■ Set problem 1 ■
According to the article on school technology staff, how many schools in his division does Obe Hostetter visit to train teachers?

If a computer glitch threatens to derail something like a state-required proficiency test at Harrisonburg (Virginia) High School, Craig Shoemaker’s phone is bound to start ringing.
“[Teachers] get anxious,” he said, chuckling. “I’m the one they try to get a hold of.”
A computer resource technician with Harrisonburg City Public Schools, Shoemaker (’78) likens his job during the school year to firefighting, swooping in to sort things out whenever someone can’t log into their computer or get their projector to behave. Shoemaker is responsible for one high school and one middle school in the city – though these days, he’s able to fix lots of problems remotely without leaving his office.
During the summers and other calmer times, Shoemaker also keeps the schools’ computers and other devices, like iPads, up-to-date and in good working order.
In neighboring Rockingham County Public Schools, Obe Hostetter ’00 has a slightly different role as an instructional technology resource teacher. Though he also gets involved in technological troubleshooting, he visits all the division’s 24 schools to train teachers on how to better use technology in their classrooms, and sometimes co-teaches technology-enhanced lessons with them. A recent example: teaching a kindergarten class how to scan QR codes with iPads.
“I enjoy the teaching part, seeing the kids getting excited [about technology],” said Hostetter, who spent his first five years after college teaching elementary and middle school before going down the technology path.
One of the tricky technology-related issues that comes up in school settings is the fact that after Hostetter’s lesson on QR codes, those kindergartners may well be more adept at using them than many of their teachers.
“They’re not as comfortable, because they have not grown up with it,” says Shoemaker, of teachers who began their careers before computers had so thoroughly infiltrated education.
While younger teachers, as a rule, don’t tend to be as intimidated by technology, there’s a flipside. Doug Moyer ’91, a systems technician for the Warren County (Virginia) Public Schools, tells of a young teacher whose Smart Board went out of service and was thrown into a tizzy by the prospect of resorting to primitive substitutes like the markerboard.
Moyer and Shoemaker both spent some time in the business world before getting into school technology, and both say they enjoy the general lower-pressure school atmosphere. Computer emergencies happen both places, but the stress and aggravation just usually aren’t as great in education.
“It has its moments of intensity, but it’s not nearly as great, and I appreciate that part of it,” said Shoemaker.
Mike Stoltzfus ’98 also began his IT career in private business, beginning with CMDS (now Jenzabar; see story p. 15) after graduating with a computer information systems degree. He then spent several years handling IT for Harman Construction, a company that has worked on numerous projects at EMU over the years, including the ongoing renovations of the Suter Science Center. While he worked for Harman, Stoltzfus also ran his own web hosting business on the side. One of his clients was Eastern Mennonite School (EMS), which created a full-time IT position and hired Stoltzfus to fill it in 2008.
With just under 400 students in grades K-12, the school’s IT needs are modest enough that Stoltzfus handles most technology-related issues (Andrew Gascho ’09 assists him, and teaches digital communication classes at EMS). Those range from systems maintenance to troubleshooting to repairs to keeping up with the rapidly changing digital world by planning things like a Chromebook-for-every-student initiative that the school is exploring.

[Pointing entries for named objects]
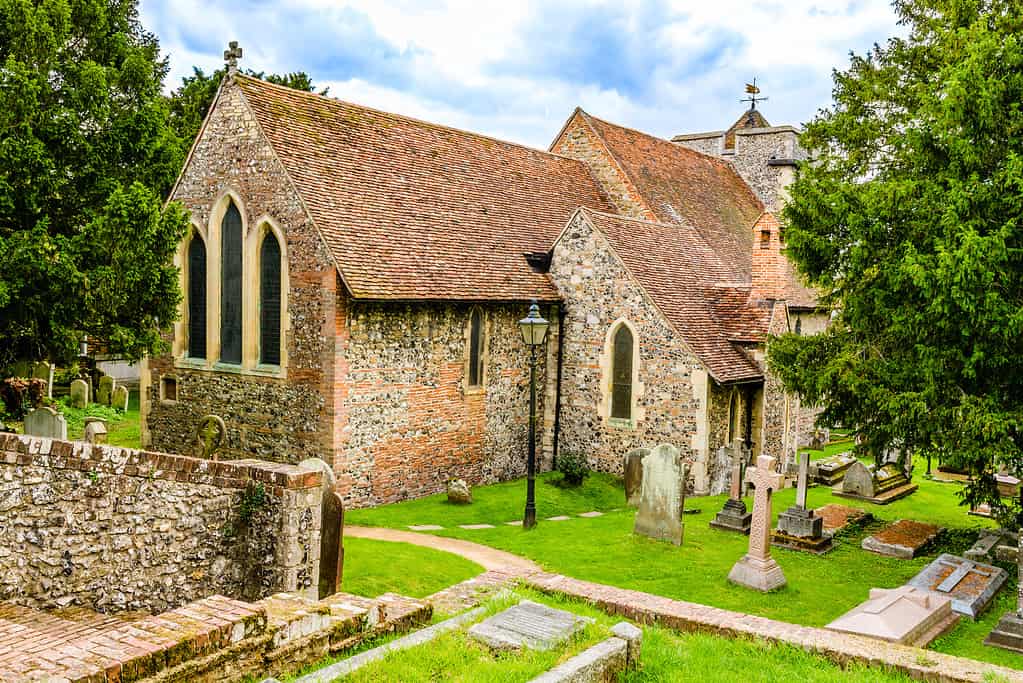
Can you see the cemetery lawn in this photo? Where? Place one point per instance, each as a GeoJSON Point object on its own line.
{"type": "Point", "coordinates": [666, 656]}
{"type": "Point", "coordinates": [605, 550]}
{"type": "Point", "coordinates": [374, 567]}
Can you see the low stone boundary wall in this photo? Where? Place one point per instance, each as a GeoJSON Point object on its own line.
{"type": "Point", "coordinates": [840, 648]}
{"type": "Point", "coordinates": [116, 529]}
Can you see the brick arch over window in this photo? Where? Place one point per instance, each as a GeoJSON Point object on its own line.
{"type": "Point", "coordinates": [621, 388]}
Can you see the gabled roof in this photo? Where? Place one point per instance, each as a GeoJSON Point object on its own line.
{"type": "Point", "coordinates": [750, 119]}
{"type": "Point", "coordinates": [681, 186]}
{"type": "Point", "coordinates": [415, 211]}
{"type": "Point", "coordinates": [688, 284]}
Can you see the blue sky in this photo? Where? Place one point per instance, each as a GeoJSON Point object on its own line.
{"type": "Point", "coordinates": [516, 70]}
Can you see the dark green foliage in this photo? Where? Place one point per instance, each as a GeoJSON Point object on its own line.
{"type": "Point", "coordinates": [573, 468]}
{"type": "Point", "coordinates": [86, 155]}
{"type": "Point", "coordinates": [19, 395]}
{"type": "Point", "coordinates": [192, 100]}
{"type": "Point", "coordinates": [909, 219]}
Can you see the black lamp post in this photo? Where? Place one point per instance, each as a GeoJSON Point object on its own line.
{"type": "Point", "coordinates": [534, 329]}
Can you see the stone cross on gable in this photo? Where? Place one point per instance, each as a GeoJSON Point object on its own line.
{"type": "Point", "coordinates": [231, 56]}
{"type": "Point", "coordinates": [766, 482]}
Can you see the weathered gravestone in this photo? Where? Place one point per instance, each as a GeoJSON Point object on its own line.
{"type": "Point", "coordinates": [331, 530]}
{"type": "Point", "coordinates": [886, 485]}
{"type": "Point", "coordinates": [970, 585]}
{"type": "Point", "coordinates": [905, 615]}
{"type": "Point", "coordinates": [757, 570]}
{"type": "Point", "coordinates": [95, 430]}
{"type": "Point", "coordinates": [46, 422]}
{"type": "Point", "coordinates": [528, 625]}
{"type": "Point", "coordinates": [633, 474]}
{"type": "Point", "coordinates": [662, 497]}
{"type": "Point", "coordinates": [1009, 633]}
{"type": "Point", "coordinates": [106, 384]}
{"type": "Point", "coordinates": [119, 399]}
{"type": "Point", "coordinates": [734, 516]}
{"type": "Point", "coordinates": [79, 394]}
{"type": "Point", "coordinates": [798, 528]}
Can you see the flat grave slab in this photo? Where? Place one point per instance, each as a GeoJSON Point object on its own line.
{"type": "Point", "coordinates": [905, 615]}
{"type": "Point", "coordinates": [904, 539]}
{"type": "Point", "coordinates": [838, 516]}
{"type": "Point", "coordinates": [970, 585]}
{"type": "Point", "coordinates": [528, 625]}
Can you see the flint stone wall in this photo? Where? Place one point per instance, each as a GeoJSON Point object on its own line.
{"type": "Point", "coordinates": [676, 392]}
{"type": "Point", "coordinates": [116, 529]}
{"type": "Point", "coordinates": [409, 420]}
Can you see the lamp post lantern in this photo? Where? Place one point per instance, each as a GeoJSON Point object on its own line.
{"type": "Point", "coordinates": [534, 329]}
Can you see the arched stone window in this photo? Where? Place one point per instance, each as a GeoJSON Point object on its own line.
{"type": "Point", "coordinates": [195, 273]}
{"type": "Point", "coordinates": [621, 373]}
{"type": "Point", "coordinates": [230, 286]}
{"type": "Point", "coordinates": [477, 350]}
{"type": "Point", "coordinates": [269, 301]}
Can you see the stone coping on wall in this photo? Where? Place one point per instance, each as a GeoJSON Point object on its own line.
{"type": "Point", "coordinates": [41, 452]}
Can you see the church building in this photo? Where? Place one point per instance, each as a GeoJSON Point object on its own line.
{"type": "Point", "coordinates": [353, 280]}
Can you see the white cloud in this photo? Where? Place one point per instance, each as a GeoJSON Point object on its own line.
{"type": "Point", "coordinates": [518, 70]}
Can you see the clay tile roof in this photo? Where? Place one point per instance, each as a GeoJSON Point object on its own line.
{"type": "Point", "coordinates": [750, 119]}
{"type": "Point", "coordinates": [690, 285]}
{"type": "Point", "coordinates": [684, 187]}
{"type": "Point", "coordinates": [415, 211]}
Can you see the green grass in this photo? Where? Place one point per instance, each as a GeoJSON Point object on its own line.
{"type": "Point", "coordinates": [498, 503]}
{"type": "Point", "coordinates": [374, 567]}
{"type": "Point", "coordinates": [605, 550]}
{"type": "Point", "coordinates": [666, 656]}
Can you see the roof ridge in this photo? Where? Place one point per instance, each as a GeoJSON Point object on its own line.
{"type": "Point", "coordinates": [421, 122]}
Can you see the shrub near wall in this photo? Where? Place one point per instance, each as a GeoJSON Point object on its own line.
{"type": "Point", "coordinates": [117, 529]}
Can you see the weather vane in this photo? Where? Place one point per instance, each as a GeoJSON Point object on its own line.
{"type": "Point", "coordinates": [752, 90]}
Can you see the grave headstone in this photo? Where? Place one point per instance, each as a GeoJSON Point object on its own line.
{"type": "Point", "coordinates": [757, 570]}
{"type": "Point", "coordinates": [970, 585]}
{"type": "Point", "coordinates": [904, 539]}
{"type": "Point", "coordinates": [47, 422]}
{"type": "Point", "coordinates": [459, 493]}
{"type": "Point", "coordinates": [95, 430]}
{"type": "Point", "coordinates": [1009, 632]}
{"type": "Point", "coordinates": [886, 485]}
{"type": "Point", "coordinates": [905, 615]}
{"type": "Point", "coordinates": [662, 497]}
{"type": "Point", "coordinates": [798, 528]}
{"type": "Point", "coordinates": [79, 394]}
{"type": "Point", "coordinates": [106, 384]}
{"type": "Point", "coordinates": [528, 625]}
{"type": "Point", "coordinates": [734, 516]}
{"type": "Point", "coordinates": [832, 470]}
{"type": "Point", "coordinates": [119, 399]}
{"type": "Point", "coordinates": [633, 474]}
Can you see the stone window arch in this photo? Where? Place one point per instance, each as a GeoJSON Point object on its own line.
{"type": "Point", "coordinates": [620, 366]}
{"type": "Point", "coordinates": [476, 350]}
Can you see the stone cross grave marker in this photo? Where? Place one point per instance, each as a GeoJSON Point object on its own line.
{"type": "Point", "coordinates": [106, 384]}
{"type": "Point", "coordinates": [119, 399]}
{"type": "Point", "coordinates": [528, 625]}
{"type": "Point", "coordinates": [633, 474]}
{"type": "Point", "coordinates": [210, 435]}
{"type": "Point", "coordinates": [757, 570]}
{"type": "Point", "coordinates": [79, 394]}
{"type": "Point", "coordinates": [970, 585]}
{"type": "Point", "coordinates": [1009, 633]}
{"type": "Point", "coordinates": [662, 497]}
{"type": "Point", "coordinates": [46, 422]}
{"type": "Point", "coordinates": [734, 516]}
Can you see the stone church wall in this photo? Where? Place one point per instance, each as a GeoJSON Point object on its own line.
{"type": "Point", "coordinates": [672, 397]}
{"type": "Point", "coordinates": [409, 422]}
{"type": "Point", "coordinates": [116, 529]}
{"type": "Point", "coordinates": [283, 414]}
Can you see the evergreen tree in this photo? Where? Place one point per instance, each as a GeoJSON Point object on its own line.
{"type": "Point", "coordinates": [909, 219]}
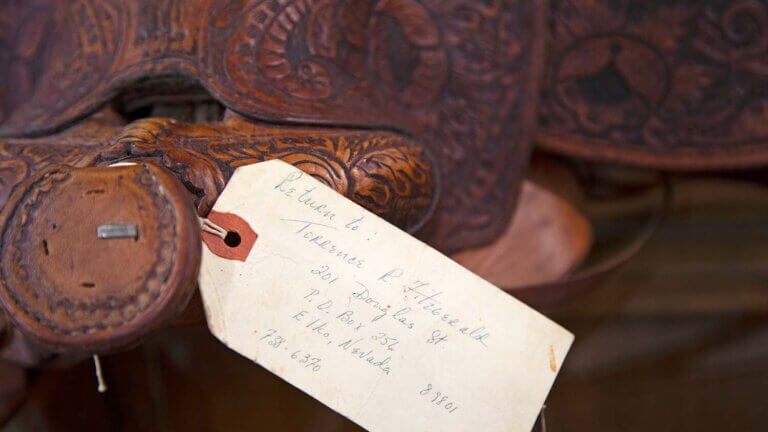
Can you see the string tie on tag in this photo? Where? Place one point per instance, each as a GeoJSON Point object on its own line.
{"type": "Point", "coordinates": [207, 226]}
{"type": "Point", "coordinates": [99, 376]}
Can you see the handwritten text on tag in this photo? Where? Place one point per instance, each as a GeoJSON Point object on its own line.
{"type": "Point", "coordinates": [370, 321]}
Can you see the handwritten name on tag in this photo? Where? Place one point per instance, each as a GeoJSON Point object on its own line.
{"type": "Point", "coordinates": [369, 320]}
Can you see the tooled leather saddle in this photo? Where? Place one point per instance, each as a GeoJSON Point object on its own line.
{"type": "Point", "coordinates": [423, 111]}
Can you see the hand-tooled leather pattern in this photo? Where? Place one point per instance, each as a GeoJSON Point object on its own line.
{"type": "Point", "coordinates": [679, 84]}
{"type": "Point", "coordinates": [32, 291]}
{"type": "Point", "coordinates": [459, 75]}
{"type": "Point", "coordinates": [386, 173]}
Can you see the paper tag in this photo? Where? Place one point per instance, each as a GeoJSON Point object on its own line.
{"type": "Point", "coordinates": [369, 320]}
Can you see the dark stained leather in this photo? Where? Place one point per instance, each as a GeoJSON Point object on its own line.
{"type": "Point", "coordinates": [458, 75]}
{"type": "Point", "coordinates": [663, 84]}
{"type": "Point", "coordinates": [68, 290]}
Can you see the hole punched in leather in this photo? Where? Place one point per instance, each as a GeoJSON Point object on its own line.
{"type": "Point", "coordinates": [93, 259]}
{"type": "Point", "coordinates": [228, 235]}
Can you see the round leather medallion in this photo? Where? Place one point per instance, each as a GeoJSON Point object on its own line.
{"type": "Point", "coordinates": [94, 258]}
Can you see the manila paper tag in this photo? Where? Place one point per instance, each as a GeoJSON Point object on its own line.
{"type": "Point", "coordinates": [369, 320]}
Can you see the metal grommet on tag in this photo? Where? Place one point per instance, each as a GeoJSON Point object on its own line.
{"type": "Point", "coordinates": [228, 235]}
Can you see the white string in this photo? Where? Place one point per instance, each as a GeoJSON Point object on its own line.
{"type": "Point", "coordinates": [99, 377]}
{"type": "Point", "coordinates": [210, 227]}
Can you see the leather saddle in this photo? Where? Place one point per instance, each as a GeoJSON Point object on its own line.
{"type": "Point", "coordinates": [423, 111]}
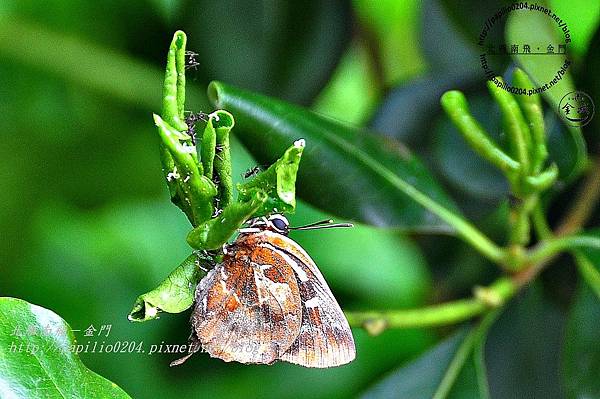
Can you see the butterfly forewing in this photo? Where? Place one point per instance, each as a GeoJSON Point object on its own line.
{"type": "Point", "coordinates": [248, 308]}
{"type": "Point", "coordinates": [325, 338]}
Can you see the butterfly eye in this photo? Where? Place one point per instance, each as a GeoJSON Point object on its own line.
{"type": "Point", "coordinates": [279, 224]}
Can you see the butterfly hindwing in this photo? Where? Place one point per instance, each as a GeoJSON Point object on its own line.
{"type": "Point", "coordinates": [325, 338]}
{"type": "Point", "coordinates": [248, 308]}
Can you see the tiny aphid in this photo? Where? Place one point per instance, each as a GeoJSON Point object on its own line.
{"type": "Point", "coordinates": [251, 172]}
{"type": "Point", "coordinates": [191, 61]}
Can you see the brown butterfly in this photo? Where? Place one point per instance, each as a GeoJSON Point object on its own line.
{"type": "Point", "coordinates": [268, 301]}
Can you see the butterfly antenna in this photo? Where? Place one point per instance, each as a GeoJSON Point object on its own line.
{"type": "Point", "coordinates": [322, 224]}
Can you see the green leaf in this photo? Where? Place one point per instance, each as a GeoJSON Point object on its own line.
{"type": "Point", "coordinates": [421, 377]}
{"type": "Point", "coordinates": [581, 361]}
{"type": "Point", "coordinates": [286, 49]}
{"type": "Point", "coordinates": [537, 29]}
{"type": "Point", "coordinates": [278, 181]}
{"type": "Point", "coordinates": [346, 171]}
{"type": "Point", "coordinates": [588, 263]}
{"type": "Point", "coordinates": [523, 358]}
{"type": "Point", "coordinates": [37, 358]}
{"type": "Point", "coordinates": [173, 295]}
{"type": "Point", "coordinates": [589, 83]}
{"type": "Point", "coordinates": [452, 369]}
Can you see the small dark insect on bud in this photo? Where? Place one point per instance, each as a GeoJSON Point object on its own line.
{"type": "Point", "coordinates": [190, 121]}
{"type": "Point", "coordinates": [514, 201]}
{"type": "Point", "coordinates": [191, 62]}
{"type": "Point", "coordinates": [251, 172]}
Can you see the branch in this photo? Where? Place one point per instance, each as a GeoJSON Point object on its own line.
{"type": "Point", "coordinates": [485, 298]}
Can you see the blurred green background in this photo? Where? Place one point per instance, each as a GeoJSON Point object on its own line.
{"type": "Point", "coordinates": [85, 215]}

■ Set problem 2 ■
Copy the rows word for word, starting at the line containing "Can you see the branch" and continuing through the final line of the rows.

■ Task output 1 ■
All 24 of the Rockingham County Public Schools division's schools.

■ Task output 2 ■
Can you see the branch in this photo? Where? Place one point per instance, each as a GeoJSON Point object on its own line.
{"type": "Point", "coordinates": [485, 298]}
Can you see the blurred green background in this photo? Where? Place one point per instance, each as a GeoJSON Point object on its own line.
{"type": "Point", "coordinates": [85, 215]}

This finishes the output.